**PROBLEM DETAILS:** In the records below, find the line containing "task | point to each instance of the sidewalk, one" and the line containing "[(25, 204), (164, 118)]". Repeat word for word everything from the first of these lines through the second, both included, and nothing more.
────────────────────────────────────────
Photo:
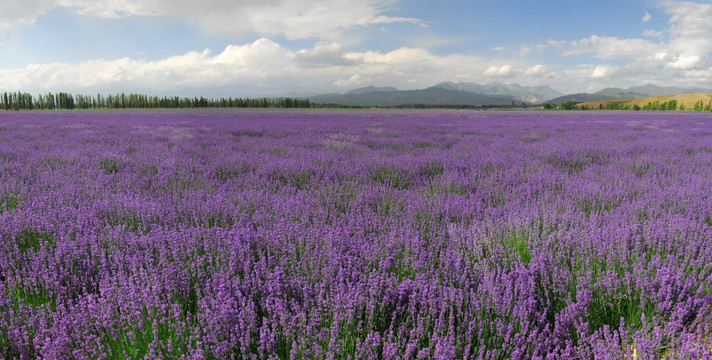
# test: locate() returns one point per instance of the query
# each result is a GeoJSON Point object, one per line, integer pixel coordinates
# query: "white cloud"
{"type": "Point", "coordinates": [652, 33]}
{"type": "Point", "coordinates": [295, 19]}
{"type": "Point", "coordinates": [535, 70]}
{"type": "Point", "coordinates": [525, 50]}
{"type": "Point", "coordinates": [610, 47]}
{"type": "Point", "coordinates": [504, 70]}
{"type": "Point", "coordinates": [646, 17]}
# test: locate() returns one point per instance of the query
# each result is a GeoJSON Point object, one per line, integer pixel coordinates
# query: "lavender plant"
{"type": "Point", "coordinates": [355, 235]}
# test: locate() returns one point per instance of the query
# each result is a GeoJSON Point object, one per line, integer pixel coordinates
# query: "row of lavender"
{"type": "Point", "coordinates": [355, 234]}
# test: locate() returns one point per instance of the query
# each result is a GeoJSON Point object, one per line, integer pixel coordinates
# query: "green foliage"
{"type": "Point", "coordinates": [30, 239]}
{"type": "Point", "coordinates": [390, 176]}
{"type": "Point", "coordinates": [66, 101]}
{"type": "Point", "coordinates": [8, 202]}
{"type": "Point", "coordinates": [518, 242]}
{"type": "Point", "coordinates": [110, 165]}
{"type": "Point", "coordinates": [37, 296]}
{"type": "Point", "coordinates": [665, 105]}
{"type": "Point", "coordinates": [568, 105]}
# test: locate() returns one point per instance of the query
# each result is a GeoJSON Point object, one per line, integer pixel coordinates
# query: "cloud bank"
{"type": "Point", "coordinates": [678, 54]}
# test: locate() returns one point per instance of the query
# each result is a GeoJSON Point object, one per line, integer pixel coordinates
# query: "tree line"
{"type": "Point", "coordinates": [65, 101]}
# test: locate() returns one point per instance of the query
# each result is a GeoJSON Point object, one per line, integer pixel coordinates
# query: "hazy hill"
{"type": "Point", "coordinates": [527, 94]}
{"type": "Point", "coordinates": [429, 96]}
{"type": "Point", "coordinates": [371, 89]}
{"type": "Point", "coordinates": [623, 94]}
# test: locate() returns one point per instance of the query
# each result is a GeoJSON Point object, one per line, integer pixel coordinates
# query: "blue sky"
{"type": "Point", "coordinates": [290, 47]}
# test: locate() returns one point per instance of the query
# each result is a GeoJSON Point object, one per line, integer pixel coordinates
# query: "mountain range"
{"type": "Point", "coordinates": [473, 94]}
{"type": "Point", "coordinates": [636, 92]}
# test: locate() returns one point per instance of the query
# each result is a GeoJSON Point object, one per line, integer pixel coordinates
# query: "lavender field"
{"type": "Point", "coordinates": [355, 235]}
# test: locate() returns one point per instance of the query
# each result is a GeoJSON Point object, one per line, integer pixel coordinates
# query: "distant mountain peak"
{"type": "Point", "coordinates": [371, 88]}
{"type": "Point", "coordinates": [528, 94]}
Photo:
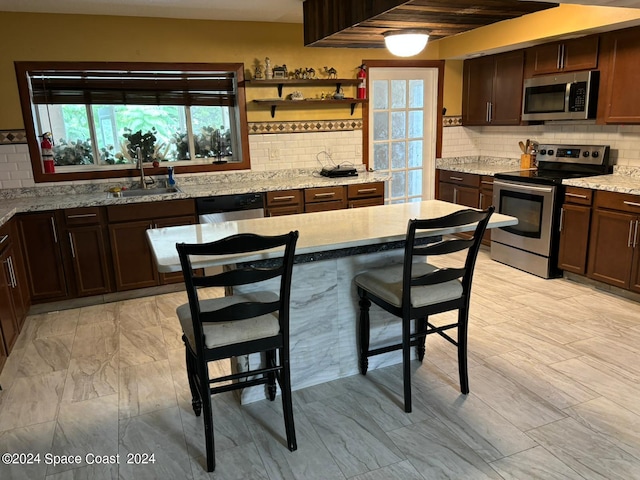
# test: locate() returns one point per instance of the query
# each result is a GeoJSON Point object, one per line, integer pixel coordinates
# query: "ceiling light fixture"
{"type": "Point", "coordinates": [405, 43]}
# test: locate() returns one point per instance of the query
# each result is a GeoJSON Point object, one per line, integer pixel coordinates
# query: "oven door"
{"type": "Point", "coordinates": [533, 206]}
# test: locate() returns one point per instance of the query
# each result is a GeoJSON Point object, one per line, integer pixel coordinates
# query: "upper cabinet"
{"type": "Point", "coordinates": [565, 56]}
{"type": "Point", "coordinates": [619, 97]}
{"type": "Point", "coordinates": [492, 89]}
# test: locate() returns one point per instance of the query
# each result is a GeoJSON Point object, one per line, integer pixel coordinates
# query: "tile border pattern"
{"type": "Point", "coordinates": [304, 126]}
{"type": "Point", "coordinates": [453, 121]}
{"type": "Point", "coordinates": [12, 137]}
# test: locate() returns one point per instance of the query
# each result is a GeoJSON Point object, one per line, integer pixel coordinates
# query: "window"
{"type": "Point", "coordinates": [103, 117]}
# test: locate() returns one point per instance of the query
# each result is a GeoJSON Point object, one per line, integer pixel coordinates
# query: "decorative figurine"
{"type": "Point", "coordinates": [331, 72]}
{"type": "Point", "coordinates": [268, 73]}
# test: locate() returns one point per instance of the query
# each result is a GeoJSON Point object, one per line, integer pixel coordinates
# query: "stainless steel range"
{"type": "Point", "coordinates": [535, 197]}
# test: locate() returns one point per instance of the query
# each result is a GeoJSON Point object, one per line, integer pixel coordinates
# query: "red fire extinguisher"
{"type": "Point", "coordinates": [362, 86]}
{"type": "Point", "coordinates": [47, 153]}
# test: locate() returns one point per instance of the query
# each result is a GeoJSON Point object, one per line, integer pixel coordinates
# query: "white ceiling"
{"type": "Point", "coordinates": [286, 11]}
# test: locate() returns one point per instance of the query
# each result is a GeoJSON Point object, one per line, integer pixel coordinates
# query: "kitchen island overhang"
{"type": "Point", "coordinates": [332, 249]}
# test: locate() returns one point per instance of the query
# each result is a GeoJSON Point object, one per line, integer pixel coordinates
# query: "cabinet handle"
{"type": "Point", "coordinates": [53, 228]}
{"type": "Point", "coordinates": [73, 250]}
{"type": "Point", "coordinates": [576, 195]}
{"type": "Point", "coordinates": [12, 273]}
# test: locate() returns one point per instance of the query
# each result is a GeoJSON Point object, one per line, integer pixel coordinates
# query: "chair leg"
{"type": "Point", "coordinates": [406, 365]}
{"type": "Point", "coordinates": [192, 375]}
{"type": "Point", "coordinates": [287, 402]}
{"type": "Point", "coordinates": [462, 349]}
{"type": "Point", "coordinates": [205, 388]}
{"type": "Point", "coordinates": [421, 327]}
{"type": "Point", "coordinates": [363, 333]}
{"type": "Point", "coordinates": [270, 356]}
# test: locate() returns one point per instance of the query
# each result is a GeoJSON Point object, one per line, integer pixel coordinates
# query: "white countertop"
{"type": "Point", "coordinates": [319, 232]}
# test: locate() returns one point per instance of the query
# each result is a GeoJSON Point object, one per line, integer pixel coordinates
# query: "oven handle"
{"type": "Point", "coordinates": [517, 186]}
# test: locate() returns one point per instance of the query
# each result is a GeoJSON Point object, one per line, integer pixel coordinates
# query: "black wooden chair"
{"type": "Point", "coordinates": [417, 289]}
{"type": "Point", "coordinates": [238, 324]}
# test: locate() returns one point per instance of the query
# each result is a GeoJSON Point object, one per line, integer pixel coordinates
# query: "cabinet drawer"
{"type": "Point", "coordinates": [365, 190]}
{"type": "Point", "coordinates": [82, 216]}
{"type": "Point", "coordinates": [581, 196]}
{"type": "Point", "coordinates": [460, 178]}
{"type": "Point", "coordinates": [618, 201]}
{"type": "Point", "coordinates": [284, 197]}
{"type": "Point", "coordinates": [324, 194]}
{"type": "Point", "coordinates": [143, 211]}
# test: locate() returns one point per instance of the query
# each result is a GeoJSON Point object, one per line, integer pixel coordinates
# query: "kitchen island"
{"type": "Point", "coordinates": [333, 247]}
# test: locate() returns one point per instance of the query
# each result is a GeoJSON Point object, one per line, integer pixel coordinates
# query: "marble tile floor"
{"type": "Point", "coordinates": [554, 376]}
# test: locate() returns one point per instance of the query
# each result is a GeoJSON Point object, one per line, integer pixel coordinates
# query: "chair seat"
{"type": "Point", "coordinates": [386, 283]}
{"type": "Point", "coordinates": [226, 333]}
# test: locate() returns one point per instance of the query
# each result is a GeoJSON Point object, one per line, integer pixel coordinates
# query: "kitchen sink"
{"type": "Point", "coordinates": [138, 192]}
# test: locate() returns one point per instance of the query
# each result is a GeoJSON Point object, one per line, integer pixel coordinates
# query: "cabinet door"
{"type": "Point", "coordinates": [610, 253]}
{"type": "Point", "coordinates": [175, 277]}
{"type": "Point", "coordinates": [43, 257]}
{"type": "Point", "coordinates": [507, 89]}
{"type": "Point", "coordinates": [477, 86]}
{"type": "Point", "coordinates": [574, 238]}
{"type": "Point", "coordinates": [89, 259]}
{"type": "Point", "coordinates": [8, 322]}
{"type": "Point", "coordinates": [132, 261]}
{"type": "Point", "coordinates": [619, 100]}
{"type": "Point", "coordinates": [581, 54]}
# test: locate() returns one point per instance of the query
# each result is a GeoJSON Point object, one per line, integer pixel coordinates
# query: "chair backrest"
{"type": "Point", "coordinates": [447, 245]}
{"type": "Point", "coordinates": [246, 273]}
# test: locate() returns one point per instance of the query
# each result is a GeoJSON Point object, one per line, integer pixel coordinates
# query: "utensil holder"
{"type": "Point", "coordinates": [527, 161]}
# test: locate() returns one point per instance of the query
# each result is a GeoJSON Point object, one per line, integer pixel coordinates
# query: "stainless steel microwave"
{"type": "Point", "coordinates": [566, 96]}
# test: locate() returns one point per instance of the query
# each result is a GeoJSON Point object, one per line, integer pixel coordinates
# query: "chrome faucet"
{"type": "Point", "coordinates": [143, 182]}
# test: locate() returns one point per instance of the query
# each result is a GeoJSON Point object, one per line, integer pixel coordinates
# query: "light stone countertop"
{"type": "Point", "coordinates": [610, 183]}
{"type": "Point", "coordinates": [319, 232]}
{"type": "Point", "coordinates": [55, 198]}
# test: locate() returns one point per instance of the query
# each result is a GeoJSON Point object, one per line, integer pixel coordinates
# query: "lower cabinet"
{"type": "Point", "coordinates": [614, 250]}
{"type": "Point", "coordinates": [575, 221]}
{"type": "Point", "coordinates": [131, 255]}
{"type": "Point", "coordinates": [43, 257]}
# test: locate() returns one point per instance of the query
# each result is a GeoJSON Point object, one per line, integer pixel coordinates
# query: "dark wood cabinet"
{"type": "Point", "coordinates": [575, 222]}
{"type": "Point", "coordinates": [365, 195]}
{"type": "Point", "coordinates": [284, 202]}
{"type": "Point", "coordinates": [492, 89]}
{"type": "Point", "coordinates": [619, 96]}
{"type": "Point", "coordinates": [614, 250]}
{"type": "Point", "coordinates": [565, 56]}
{"type": "Point", "coordinates": [43, 258]}
{"type": "Point", "coordinates": [86, 250]}
{"type": "Point", "coordinates": [132, 260]}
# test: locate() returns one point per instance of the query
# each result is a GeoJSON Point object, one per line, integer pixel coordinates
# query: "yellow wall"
{"type": "Point", "coordinates": [27, 36]}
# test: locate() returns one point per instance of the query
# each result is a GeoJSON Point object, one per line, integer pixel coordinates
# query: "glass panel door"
{"type": "Point", "coordinates": [402, 141]}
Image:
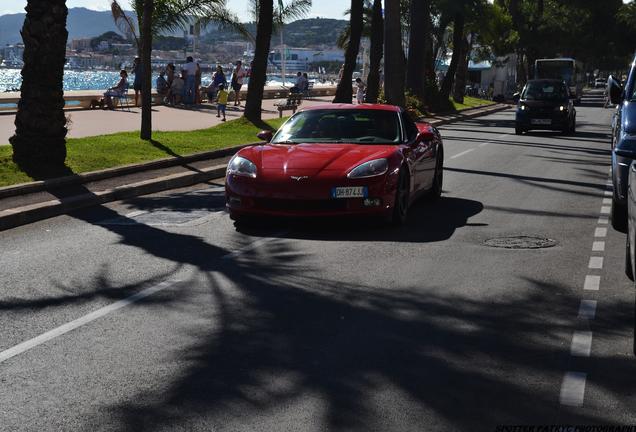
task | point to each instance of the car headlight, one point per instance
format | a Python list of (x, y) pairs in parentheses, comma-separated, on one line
[(370, 169), (240, 166)]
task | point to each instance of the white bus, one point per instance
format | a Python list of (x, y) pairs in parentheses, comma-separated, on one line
[(567, 69)]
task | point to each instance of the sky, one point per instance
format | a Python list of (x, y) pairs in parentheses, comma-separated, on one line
[(321, 8)]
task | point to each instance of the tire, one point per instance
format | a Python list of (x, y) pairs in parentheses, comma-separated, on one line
[(438, 181), (402, 196), (619, 216), (629, 271)]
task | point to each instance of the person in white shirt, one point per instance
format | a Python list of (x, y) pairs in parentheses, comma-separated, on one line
[(190, 69)]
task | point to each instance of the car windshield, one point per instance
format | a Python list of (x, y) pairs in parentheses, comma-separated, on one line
[(544, 91), (335, 126)]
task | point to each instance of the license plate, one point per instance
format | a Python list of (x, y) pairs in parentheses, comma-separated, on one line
[(541, 121), (350, 192)]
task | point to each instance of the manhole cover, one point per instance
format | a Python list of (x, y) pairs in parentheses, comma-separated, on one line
[(521, 242)]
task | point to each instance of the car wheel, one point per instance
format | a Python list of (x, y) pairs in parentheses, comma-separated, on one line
[(629, 271), (401, 206), (619, 216), (438, 180)]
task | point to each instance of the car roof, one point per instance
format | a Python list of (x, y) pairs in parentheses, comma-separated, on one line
[(337, 106)]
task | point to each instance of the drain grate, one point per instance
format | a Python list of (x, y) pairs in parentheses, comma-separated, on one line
[(521, 242)]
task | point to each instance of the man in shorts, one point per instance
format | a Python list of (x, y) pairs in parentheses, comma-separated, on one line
[(237, 82)]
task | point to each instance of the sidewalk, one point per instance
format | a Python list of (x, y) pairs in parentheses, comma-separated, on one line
[(25, 204), (164, 118)]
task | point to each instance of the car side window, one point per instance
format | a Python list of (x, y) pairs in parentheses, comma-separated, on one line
[(409, 127)]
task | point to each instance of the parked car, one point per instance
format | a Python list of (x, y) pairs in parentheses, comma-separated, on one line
[(623, 143), (545, 104), (338, 159)]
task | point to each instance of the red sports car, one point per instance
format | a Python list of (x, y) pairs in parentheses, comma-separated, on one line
[(336, 159)]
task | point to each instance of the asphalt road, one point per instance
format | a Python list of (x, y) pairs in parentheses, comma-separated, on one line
[(332, 325)]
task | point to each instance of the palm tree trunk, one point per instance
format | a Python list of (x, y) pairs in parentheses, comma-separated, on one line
[(458, 41), (462, 71), (416, 66), (344, 91), (258, 76), (394, 54), (376, 52), (39, 143), (146, 54)]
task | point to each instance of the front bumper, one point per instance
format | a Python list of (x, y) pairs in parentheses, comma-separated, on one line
[(307, 198)]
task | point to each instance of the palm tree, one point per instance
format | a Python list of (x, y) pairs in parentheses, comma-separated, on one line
[(393, 54), (264, 28), (146, 57), (344, 91), (376, 52), (39, 143)]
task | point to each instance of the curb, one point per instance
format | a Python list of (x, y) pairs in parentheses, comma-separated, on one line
[(42, 185), (32, 213), (14, 217)]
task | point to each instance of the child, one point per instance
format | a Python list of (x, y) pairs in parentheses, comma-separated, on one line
[(221, 101), (361, 88)]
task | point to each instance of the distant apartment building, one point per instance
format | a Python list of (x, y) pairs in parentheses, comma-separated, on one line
[(80, 44)]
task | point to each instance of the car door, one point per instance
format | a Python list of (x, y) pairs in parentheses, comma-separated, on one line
[(423, 155)]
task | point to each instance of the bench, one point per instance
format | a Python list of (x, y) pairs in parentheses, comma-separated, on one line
[(292, 102)]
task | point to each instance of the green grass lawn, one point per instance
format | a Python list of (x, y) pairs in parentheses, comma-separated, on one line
[(108, 151), (470, 102)]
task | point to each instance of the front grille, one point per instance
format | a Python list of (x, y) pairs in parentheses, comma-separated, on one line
[(278, 204)]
────────────────────────────────────────
**SOLVED PROBLEM:**
task | point to each instance of the sidewalk, one point per instance
format | a Python list of (x, y) pairs in parentheses, comma-separated, on one line
[(25, 204), (164, 118)]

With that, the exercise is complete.